Named-object pointing records:

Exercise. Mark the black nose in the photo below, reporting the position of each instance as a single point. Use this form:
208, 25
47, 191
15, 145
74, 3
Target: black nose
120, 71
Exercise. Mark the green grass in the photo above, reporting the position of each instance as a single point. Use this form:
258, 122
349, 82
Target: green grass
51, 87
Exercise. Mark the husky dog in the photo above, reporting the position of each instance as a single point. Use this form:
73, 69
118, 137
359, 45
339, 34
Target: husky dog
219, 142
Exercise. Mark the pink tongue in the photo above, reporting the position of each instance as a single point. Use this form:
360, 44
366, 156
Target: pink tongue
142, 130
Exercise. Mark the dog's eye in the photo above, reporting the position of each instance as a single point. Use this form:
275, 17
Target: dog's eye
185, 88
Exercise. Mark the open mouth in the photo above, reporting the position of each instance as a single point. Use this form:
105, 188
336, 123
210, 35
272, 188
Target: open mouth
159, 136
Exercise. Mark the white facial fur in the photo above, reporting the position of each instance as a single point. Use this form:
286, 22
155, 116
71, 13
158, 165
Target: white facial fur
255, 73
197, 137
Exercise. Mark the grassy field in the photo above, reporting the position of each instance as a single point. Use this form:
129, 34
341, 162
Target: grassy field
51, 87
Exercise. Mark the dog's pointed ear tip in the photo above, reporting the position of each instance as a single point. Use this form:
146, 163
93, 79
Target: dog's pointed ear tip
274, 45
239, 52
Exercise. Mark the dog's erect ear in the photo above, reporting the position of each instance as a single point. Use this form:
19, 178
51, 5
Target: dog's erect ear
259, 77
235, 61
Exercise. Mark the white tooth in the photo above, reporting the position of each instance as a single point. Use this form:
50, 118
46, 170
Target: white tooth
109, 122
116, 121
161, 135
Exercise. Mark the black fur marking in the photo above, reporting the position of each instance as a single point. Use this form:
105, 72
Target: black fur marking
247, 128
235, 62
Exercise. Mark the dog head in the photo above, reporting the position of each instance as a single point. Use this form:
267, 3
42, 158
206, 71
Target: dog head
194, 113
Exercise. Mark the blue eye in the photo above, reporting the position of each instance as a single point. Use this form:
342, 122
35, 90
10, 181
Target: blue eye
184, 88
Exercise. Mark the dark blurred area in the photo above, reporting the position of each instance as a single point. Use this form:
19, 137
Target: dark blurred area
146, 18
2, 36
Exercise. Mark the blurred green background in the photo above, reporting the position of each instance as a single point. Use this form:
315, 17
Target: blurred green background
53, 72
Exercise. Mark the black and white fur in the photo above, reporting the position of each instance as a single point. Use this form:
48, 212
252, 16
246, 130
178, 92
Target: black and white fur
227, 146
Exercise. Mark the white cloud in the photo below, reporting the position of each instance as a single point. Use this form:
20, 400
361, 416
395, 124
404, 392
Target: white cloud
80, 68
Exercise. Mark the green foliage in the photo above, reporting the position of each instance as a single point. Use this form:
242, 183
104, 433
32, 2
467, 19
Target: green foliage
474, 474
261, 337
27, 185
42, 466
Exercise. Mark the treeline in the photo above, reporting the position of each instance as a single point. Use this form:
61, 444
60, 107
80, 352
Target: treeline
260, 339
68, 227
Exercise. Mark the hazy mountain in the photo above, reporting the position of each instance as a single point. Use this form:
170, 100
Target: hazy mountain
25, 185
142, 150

→ REQUIRED TASK: Starting at the line that contains "Exercise. Mark the green foliage", copy each line exactly through the end of the listing above. Include that first line and the last one, and add nothing.

→ WRITTEN SOLUTION:
Exercise. Mark the green foliage in the photo above, reporting the position of each instance as a single point. Use this form:
242, 183
104, 433
32, 2
467, 19
Target: green foliage
474, 474
261, 337
27, 185
42, 466
Exercise. Mark the treeline in the photo above, reporting the position of each instance as a single point. Use this form:
61, 444
60, 107
80, 352
Target: treeline
260, 339
68, 227
Exercise. Mark the hazy mountain in the photo above, reporting the position of each instance as a single point. Use this form:
170, 100
Target: hazy mountain
25, 185
142, 150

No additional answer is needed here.